Point annotation dataset records
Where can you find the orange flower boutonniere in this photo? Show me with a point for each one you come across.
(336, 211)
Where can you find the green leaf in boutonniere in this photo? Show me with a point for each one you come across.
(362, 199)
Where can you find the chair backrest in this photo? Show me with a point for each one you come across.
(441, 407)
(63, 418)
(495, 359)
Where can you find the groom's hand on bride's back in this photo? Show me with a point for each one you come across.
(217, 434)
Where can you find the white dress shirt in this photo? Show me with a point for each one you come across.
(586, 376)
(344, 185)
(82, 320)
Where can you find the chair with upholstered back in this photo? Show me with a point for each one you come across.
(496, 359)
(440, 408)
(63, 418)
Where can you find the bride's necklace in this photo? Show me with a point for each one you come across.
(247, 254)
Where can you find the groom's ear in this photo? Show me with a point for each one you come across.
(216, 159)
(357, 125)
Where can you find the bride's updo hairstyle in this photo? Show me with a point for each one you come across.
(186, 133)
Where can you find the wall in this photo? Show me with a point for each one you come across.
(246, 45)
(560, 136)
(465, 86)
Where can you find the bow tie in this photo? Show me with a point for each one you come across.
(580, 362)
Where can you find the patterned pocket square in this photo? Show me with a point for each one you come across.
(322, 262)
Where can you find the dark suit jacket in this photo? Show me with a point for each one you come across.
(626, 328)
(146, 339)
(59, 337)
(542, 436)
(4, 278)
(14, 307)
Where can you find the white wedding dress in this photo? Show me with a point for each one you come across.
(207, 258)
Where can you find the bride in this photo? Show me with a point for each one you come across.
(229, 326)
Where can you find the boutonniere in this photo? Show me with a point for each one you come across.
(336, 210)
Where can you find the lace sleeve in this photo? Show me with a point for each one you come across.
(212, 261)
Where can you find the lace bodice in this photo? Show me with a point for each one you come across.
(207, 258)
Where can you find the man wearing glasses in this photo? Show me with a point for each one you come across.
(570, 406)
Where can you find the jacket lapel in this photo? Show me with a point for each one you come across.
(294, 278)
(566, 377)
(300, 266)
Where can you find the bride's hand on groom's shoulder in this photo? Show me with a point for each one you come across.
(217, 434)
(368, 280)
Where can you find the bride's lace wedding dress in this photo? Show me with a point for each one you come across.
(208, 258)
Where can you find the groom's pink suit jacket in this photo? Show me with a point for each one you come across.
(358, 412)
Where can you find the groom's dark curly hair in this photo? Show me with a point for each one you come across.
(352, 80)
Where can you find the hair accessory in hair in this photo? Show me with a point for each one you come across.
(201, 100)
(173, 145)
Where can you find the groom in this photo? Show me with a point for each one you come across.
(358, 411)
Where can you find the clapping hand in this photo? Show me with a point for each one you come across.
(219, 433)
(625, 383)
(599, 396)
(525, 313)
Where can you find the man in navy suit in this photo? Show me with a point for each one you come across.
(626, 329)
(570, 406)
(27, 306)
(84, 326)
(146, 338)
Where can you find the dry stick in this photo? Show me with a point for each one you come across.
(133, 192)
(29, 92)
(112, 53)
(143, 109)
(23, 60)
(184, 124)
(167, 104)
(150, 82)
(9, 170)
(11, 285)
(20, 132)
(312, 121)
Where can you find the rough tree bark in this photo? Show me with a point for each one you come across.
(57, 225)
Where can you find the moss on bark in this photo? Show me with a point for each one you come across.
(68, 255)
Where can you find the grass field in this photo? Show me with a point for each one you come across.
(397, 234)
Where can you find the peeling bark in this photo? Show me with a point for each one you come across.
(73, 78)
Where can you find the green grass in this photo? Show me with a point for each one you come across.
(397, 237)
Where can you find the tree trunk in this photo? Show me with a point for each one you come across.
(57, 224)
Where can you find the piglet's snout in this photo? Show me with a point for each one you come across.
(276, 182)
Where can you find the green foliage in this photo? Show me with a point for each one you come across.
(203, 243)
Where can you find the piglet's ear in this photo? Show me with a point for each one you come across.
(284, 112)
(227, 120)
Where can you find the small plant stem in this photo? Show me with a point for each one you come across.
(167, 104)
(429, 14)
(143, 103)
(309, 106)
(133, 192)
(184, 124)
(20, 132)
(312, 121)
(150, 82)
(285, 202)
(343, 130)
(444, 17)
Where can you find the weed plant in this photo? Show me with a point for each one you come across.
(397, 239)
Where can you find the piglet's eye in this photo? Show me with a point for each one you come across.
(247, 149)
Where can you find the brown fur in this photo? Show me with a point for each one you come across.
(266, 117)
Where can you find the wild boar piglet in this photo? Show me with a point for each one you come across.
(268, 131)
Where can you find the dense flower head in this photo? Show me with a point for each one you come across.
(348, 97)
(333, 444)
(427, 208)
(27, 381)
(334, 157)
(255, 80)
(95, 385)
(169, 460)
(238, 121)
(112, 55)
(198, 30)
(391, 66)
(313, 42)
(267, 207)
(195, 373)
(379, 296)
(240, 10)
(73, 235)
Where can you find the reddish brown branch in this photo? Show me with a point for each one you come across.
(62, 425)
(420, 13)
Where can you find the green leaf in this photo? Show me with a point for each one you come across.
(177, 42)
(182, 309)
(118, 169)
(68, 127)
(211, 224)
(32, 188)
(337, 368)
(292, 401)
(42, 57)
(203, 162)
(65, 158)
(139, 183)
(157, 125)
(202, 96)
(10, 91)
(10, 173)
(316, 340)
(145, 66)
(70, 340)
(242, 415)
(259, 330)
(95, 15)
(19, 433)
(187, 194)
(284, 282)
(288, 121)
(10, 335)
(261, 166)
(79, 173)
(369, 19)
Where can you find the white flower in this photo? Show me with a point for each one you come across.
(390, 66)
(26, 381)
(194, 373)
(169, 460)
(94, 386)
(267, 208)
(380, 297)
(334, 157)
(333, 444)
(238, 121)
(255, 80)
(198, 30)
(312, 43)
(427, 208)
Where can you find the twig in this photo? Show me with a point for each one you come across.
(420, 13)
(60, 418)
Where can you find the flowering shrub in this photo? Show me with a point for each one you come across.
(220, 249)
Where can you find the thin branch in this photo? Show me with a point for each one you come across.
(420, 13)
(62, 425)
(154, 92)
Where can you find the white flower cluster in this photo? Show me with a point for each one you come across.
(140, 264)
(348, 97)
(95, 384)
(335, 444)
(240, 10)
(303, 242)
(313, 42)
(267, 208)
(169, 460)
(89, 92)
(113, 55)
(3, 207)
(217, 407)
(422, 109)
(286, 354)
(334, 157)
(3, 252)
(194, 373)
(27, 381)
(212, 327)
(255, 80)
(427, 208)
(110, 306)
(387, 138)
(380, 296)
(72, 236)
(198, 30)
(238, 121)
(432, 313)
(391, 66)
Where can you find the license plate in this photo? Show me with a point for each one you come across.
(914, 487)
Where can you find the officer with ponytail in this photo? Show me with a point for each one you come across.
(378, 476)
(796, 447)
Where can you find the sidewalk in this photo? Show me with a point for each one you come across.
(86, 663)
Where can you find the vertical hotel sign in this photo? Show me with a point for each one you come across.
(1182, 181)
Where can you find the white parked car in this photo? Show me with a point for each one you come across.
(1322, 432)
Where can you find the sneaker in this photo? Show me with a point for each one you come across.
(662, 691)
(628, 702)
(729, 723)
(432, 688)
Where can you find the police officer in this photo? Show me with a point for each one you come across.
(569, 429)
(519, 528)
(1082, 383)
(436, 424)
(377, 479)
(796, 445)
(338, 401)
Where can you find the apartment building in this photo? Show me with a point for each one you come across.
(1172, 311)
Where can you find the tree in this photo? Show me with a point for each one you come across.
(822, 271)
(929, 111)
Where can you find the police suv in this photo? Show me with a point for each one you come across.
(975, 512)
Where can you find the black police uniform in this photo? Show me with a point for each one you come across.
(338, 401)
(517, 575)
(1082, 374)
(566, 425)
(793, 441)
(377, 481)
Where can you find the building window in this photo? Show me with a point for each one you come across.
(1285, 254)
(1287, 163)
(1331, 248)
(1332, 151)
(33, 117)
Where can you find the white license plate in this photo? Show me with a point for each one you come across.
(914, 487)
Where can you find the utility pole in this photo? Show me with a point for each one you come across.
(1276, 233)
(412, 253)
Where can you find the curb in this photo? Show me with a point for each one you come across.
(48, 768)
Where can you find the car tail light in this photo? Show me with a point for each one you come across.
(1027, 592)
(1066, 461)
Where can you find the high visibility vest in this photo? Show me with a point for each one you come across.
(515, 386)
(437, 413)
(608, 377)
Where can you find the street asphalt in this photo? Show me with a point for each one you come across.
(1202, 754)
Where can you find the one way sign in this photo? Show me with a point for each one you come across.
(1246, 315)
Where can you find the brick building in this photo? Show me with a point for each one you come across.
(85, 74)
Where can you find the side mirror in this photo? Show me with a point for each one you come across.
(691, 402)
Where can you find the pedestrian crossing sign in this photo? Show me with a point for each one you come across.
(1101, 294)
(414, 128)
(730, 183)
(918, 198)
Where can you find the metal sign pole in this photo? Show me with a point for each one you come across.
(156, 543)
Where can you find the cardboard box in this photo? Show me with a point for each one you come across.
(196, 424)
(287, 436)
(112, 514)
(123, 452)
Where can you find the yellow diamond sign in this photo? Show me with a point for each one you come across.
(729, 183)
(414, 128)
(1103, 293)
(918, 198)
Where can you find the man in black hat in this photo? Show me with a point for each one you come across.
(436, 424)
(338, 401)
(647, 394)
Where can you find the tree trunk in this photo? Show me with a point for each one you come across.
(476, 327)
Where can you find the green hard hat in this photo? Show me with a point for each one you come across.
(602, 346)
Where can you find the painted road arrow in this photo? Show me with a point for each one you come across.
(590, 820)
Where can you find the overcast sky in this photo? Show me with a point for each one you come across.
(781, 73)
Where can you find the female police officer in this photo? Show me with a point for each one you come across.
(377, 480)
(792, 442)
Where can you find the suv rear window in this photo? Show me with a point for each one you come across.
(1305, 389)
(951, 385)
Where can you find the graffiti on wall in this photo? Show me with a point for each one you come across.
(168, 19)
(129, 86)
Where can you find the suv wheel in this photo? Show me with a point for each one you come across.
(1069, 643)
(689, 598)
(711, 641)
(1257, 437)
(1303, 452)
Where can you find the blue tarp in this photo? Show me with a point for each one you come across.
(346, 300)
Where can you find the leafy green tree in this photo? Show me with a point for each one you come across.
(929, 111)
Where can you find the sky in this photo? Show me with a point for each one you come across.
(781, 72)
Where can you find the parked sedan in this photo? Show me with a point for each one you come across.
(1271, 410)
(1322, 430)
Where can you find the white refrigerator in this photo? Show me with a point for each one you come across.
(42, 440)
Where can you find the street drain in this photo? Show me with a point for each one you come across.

Written instruction: Reproduce, word for word, only the lines from the one that contains "Where can you find the female" through the final line.

Written reply:
Where can you find the female police officer in this photo? Show me with a point for each one you come across.
(377, 480)
(792, 442)
Where can you find the suv rear window in this photo? Show me with a point for each one you come across.
(1305, 389)
(951, 385)
Where can you find the graffiti on wall in this photo? Show me with a point for each one you come across.
(168, 19)
(129, 86)
Where can you find the suv wheel in this photo? Show me with a point for each one you come across.
(1069, 643)
(689, 598)
(711, 641)
(1257, 437)
(1303, 452)
Where can you find the blue tarp in this photo? Show me with a point for each one you come across.
(346, 300)
Where can you find the leafy green tree in this photo? Show me with a point for each one you come across.
(929, 111)
Where can you find the sky in this photo? Show me with a point for each one you come across.
(781, 72)
Where can you find the parked sedan in this photo? Show me with a point for each one you come across.
(1271, 410)
(1322, 430)
Where can you find the white refrigerator in this photo? Show me with a point for each one you come across.
(42, 440)
Where can you find the street drain in this photo? Show me with a point for each one you come across.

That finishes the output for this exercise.